_EXTRACT:_
+++++

Category Archives: vacations

Yes, Virginia. There is a Spiritual Vortex in Lithuania

At the end of our stay in Vilnius, my aunt Ona’s husband arrived to drive us to our next destination, the spa town of Druskininkai in southern Lithuania. Ona and Kostas don’t even live in Vilnius, but they insisted on chauffeuring us so we wouldn’t have to rent a car.

How generous are the Lithuanians? Very generous.

We were hoping to stop and pick some mushrooms on the way (there is very good ‘shrooming in the area around Druskininkai) but the weather had been dry and there was no fungi in sight. Instead, Kostas asked if we’d like to make a short side trip to a place called “Merkin?s Piramid?” (the Pyramid of Merkin?), which was very close to our final destination.

“A pyramid? There’s a pyramid in Lithuania?” My attention was immediately piqued.

“Not big pyramid, like Egypt. Smoll pyramid,” Kostas explained. “Is spiritual place.”

“Like a church?” I asked.

“Not church, but spiritual energija, yes? Is guy, Paulius, very good guy, he built own two hands this pyramid. God told. Very special energy, people come all over Lithuania for healing.”

“You mean, it’s like a SPIRITUAL VORTEX?”

I have always wanted to visit a spiritual vortex.

“We stop, you see,” Kostas said.

So we turned off the main road and drove down a little towpath through a pine forest to the homestead of a man named Paulius. (A sidenote concerning Lithuanian towpaths: you think there is no way under God’s blue sky that your Audi sedan and the oncoming truck could both make it out of the towpath alive. But, nine times out of ten, you’d be wrong!)

So this guy, Paulius, received a message from heaven as a child telling him that a particular spot on his parents’ property was exceptional, and that he should build a pyramid over it where the special healing energy could be harnessed. It took him years, but he finally built the structure and the dome around it was completed just a few years ago.

+++++

_DATA LINES:_
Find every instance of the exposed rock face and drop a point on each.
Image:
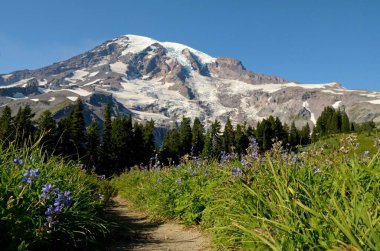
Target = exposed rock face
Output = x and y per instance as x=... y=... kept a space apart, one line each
x=165 y=81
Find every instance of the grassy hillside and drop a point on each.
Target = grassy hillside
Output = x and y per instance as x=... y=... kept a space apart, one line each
x=318 y=199
x=48 y=203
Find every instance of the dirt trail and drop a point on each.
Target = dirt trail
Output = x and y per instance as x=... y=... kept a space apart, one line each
x=137 y=232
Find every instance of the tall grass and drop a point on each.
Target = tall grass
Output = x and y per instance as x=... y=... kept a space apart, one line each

+++++

_PROBLEMS TO SOLVE:_
• 1. In the Lithuania travel post, why were there no mushrooms to pick on the way to Druskininkai?
• 2. Extend the Lithuania travel post, starting right after its last sentence.

_EXPECTED RESULTS:_
• 1. The weather had been dry, so there were no fungi in sight.

• 2.
merkines piramide

Merkin?s Piramid?

I especially love the juxtaposition of the traditional wooden homestead with the futuristic glass dome. It’s a good metaphor for the state of Lithuania today – a country clinging to its ancient roots while striving to be as modern a contender as possible.

There is no charge to get in (the structure was built with the help of private donations) and the holy well water available inside the dome is free, too.

Which is a good thing, because it was hotter than blazes inside that pyramid.



under the pyramid

Kostas and Some Ladies Under the Pyramid.

So did I feel the energy, you ask?

Well, yes and no. Because it was easily one hundred degrees inside the dome, I found it hard to differentiate between feelings of unity with all of creation and plain old climate induced light-headedness. But there was very peaceful, new age type of music playing and the acoustics inside the dome are phenomenal, which definitely added to the ambiance. I sent up some prayers for all the people who come here to be healed.

Maybe that’s how it works?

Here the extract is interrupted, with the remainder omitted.